__BRIEF__:
Word for word, copy all the data and drop the pictures.

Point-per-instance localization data

········

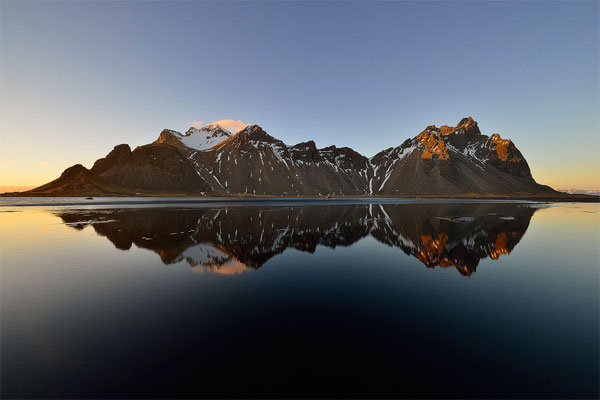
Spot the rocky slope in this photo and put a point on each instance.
(213, 161)
(234, 239)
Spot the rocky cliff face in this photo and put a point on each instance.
(454, 160)
(211, 160)
(233, 239)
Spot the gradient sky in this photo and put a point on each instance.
(77, 78)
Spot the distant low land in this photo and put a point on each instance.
(446, 162)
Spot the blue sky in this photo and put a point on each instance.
(78, 78)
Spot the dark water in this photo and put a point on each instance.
(351, 300)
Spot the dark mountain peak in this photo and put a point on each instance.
(253, 133)
(115, 157)
(467, 126)
(74, 170)
(169, 136)
(308, 146)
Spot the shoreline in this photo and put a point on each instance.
(21, 201)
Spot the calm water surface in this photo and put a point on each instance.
(391, 300)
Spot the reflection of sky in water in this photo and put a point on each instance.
(74, 304)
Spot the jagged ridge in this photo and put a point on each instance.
(213, 161)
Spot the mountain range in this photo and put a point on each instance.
(213, 161)
(234, 239)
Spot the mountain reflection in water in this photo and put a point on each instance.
(233, 239)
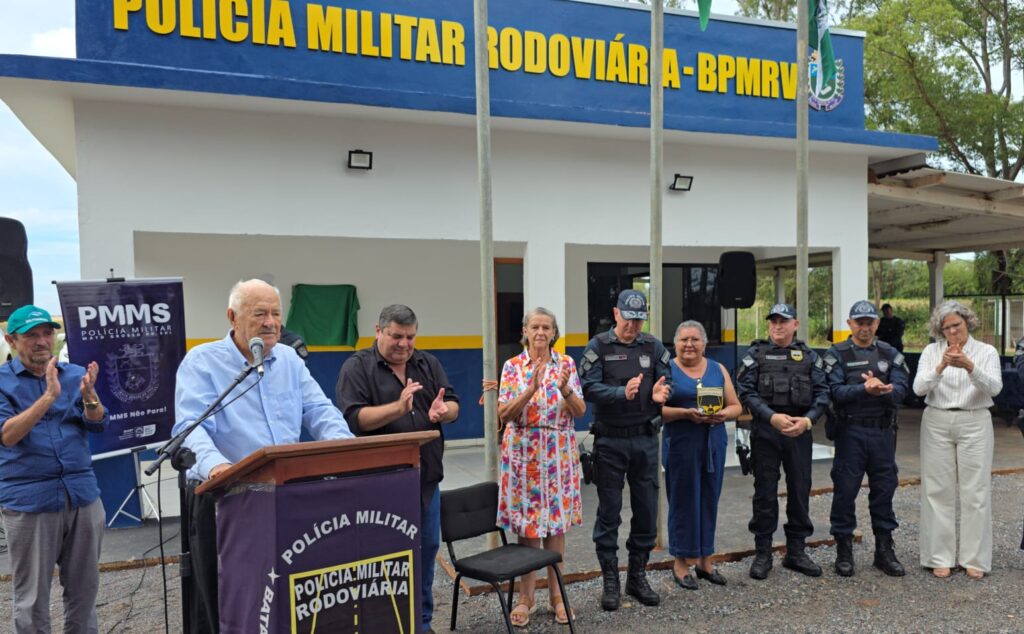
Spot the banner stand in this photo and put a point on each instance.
(143, 497)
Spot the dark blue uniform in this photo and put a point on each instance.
(626, 431)
(865, 441)
(787, 380)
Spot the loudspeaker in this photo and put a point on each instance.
(15, 273)
(737, 280)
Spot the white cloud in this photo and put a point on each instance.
(55, 43)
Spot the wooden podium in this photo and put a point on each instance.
(322, 537)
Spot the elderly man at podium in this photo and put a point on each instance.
(391, 387)
(268, 408)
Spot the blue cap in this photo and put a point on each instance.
(632, 304)
(27, 318)
(863, 308)
(784, 310)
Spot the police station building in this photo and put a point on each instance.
(333, 142)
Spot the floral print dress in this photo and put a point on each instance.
(540, 469)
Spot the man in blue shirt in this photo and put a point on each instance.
(258, 413)
(48, 495)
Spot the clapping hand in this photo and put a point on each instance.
(406, 397)
(873, 385)
(633, 387)
(438, 408)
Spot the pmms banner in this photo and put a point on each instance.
(135, 331)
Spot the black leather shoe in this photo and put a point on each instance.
(610, 590)
(761, 564)
(800, 562)
(636, 582)
(885, 556)
(714, 577)
(844, 555)
(686, 582)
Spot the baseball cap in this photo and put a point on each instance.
(785, 310)
(632, 304)
(27, 318)
(863, 308)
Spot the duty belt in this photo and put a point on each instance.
(643, 429)
(875, 423)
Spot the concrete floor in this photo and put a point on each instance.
(465, 466)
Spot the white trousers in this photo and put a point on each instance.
(956, 457)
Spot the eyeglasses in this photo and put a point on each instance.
(952, 327)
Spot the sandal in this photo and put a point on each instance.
(561, 617)
(520, 614)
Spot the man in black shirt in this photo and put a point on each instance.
(391, 387)
(891, 328)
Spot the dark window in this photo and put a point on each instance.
(690, 293)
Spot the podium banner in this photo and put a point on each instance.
(135, 331)
(337, 555)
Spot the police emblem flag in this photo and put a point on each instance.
(134, 329)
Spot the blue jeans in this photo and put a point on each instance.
(430, 541)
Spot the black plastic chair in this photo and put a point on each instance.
(472, 511)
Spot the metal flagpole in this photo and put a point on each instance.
(656, 161)
(802, 125)
(486, 236)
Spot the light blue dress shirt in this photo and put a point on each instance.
(272, 412)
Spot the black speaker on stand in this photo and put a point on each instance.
(15, 273)
(737, 286)
(737, 280)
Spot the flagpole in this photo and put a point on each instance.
(656, 162)
(802, 156)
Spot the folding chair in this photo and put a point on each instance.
(472, 511)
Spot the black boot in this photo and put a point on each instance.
(844, 555)
(610, 591)
(796, 559)
(636, 581)
(885, 556)
(762, 559)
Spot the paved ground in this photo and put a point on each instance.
(132, 600)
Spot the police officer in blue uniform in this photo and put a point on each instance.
(868, 379)
(626, 376)
(782, 383)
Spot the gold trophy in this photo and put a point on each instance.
(710, 399)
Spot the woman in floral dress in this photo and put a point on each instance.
(540, 497)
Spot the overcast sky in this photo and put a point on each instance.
(34, 188)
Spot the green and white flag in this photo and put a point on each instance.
(823, 68)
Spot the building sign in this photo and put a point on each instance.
(553, 58)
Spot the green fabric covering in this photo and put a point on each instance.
(325, 314)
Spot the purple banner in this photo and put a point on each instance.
(322, 556)
(135, 331)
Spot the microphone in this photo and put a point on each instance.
(256, 347)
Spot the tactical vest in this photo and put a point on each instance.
(622, 363)
(856, 362)
(784, 376)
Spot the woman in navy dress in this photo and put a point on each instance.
(693, 454)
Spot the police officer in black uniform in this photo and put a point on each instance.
(626, 376)
(868, 379)
(782, 383)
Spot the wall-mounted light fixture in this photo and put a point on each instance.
(360, 159)
(681, 183)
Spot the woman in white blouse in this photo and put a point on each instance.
(957, 376)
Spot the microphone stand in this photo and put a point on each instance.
(182, 459)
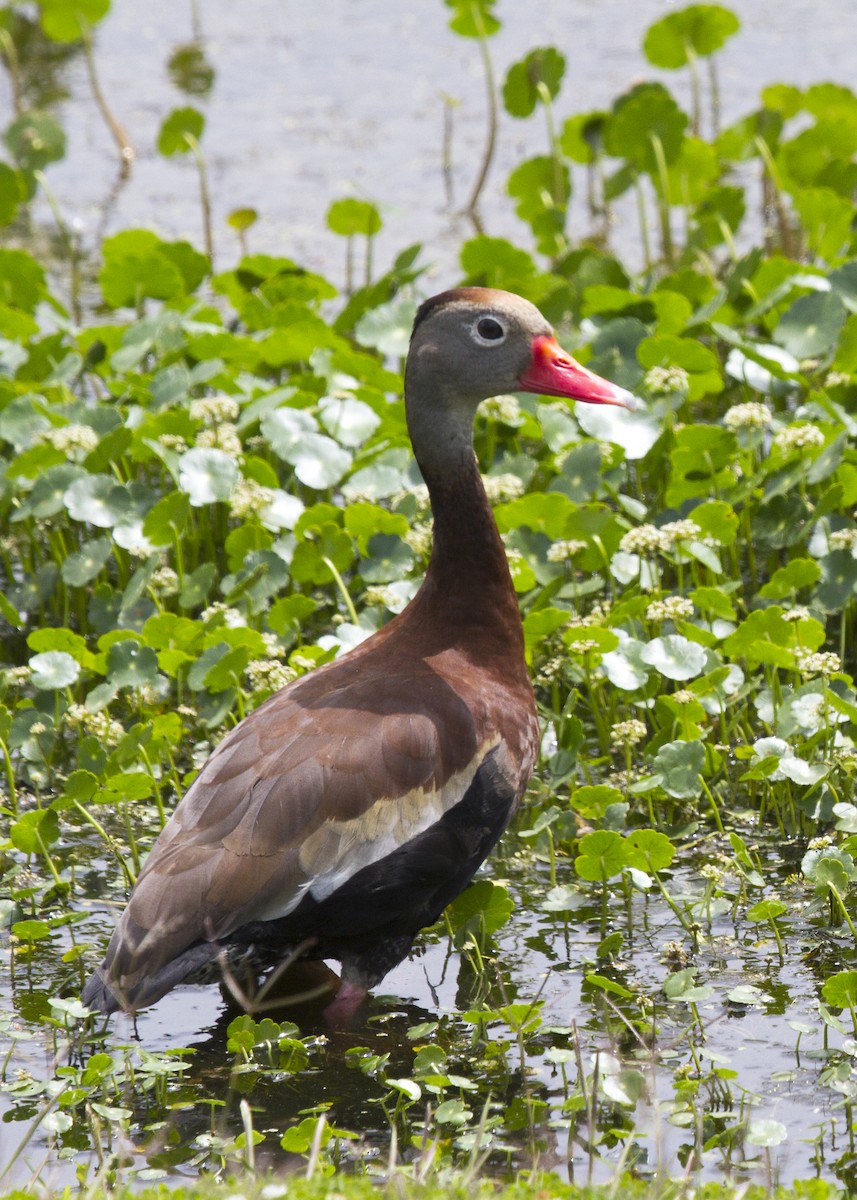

········

__OUTPUT BELOW__:
Spot the rocky slope in this photo and put a point on each instance.
(213, 161)
(234, 239)
Spot the rocky cliff face in this photo and put a point on each instance.
(454, 160)
(211, 160)
(233, 239)
Spot the gradient sky in this photo and put a point on each instance.
(77, 78)
Spot the distant low land in this photo and put a point on each instance.
(446, 162)
Spot the blue sky in this photo and put a point on each instance.
(78, 78)
Spot the dark water in this photo and put a point on each instance.
(351, 300)
Spot the dark mountain peak in this photo and put a point on each instance.
(253, 133)
(115, 157)
(467, 126)
(74, 170)
(169, 136)
(308, 146)
Spot the shoreline in this photo and put a point on each instance.
(21, 201)
Spot the calm water surface in this photo and put a point on each instance.
(391, 300)
Spot the reflection of sky in water in this photo and put a point on each instance.
(74, 304)
Spot the jagged ridge in this photo and put a point on each instance.
(213, 161)
Spot the mountain range in this photo and put a point on each instance.
(213, 161)
(234, 239)
Spot the mountain reflection in water in this photo and put a point on each instance.
(233, 239)
Spot the banner stand in this photo and put a point on each instance.
(143, 497)
Spot the dark blue uniform in this photo and put a point on each instance.
(626, 431)
(865, 441)
(787, 380)
Spot the loudspeaker in this photo and put a point on each instance.
(15, 273)
(737, 280)
Spot the white cloud in this photo and put a point on each instance.
(55, 43)
Spot the wooden podium in this photo and put a point on each instance.
(322, 537)
Spot the elderly man at podium in this photo and put a point on each instance.
(391, 387)
(268, 408)
Spot the blue cap in this photo and put a point on each instance.
(632, 304)
(27, 318)
(863, 308)
(784, 310)
Spot the police station building in this photo and put a point on each instance.
(333, 142)
Spot the floral print dress in this photo and put a point on each instance.
(540, 469)
Spot the man in blue shirt in this photo and put a point on each instance.
(258, 413)
(48, 495)
Spot the clapping hand in this photo and put a point on each instance.
(406, 397)
(873, 385)
(633, 387)
(438, 408)
Spot the pmms banner in this photo and put a point on each instance.
(135, 331)
Spot the black leather shoe in this photo and put a point on each instance.
(610, 590)
(761, 564)
(800, 562)
(636, 582)
(885, 556)
(714, 577)
(844, 555)
(686, 582)
Spot the baseball cap in this photo and put a point on each instance.
(785, 310)
(632, 304)
(27, 318)
(863, 308)
Spot the duty belt in this photo and put a point on each instance.
(643, 429)
(875, 423)
Spot the concrete floor in this photo and put a point on each instance.
(465, 466)
Spot the white trousers in this photo and put a point on each instance.
(956, 457)
Spot the eyeglasses in this photo and put a point on each instance.
(952, 327)
Spot the sandal in this photo and put a point on each instance.
(561, 617)
(520, 614)
Spot the man in black shirt in this photo and put a point on each instance.
(391, 387)
(891, 328)
Spot the dark window in this photo and put a point on each instance.
(690, 293)
Spot the podium banner in this photo and put a point on each instance.
(135, 331)
(337, 555)
Spot the police emblem flag in this photo and put a point on each instance.
(134, 329)
Spot the blue jeans in this photo and put a point on each instance.
(430, 541)
Spot the black plastic chair in this photo and put a point on each instance.
(472, 511)
Spot the metal flagpole in this photo and put a point on each instance.
(656, 161)
(802, 125)
(486, 236)
Spot the light blue dress shirt in this photo and put a point on each instance.
(272, 412)
Spot the black speaker on stand in this photo and put a point on each instance.
(15, 273)
(737, 286)
(737, 280)
Spot the flagpole in this photo and put a point on each instance.
(656, 162)
(802, 156)
Spot the folding chair in this photo and put a point on each instance.
(472, 511)
Spot the black boot in this photo and put a point on each instance.
(844, 555)
(610, 591)
(796, 559)
(636, 581)
(885, 556)
(762, 559)
Spot the paved ground in this photo and put a point on each instance.
(132, 600)
Spot the police officer in blue uniform in this photo and put a point on each instance.
(868, 379)
(626, 376)
(782, 383)
Spot the gold trophy in this photo and put a point on each instance.
(710, 399)
Spot the woman in floral dress in this photo and put a point on each instance.
(540, 497)
Spot the overcast sky in this photo and put a point on each instance.
(34, 188)
Spot the green and white flag in this photo and put a point on each instance.
(823, 68)
Spot the building sign in this photo and put a point on each instance.
(553, 58)
Spot the green fabric covering in this photo and put a point on each instance.
(325, 314)
Spot the purple banner in this photo and put a point on each instance.
(322, 556)
(135, 331)
Spot the microphone in this photo and put a point on each instance.
(256, 347)
Spot the tactical vest in this photo and put a point on each instance.
(622, 363)
(856, 362)
(784, 376)
Spot the woman in navy dress in this photo and put a point on each instance.
(693, 454)
Spot the police officer in black uniform in this photo and put a point on each instance.
(626, 376)
(868, 379)
(782, 383)
Spot the wall-mounted light fixture in this photo and put a point on each instance.
(360, 159)
(681, 183)
Spot the woman in white blouse in this photo and put a point on each instance.
(957, 376)
Spot the microphone stand in this photo and put a point on each instance.
(182, 459)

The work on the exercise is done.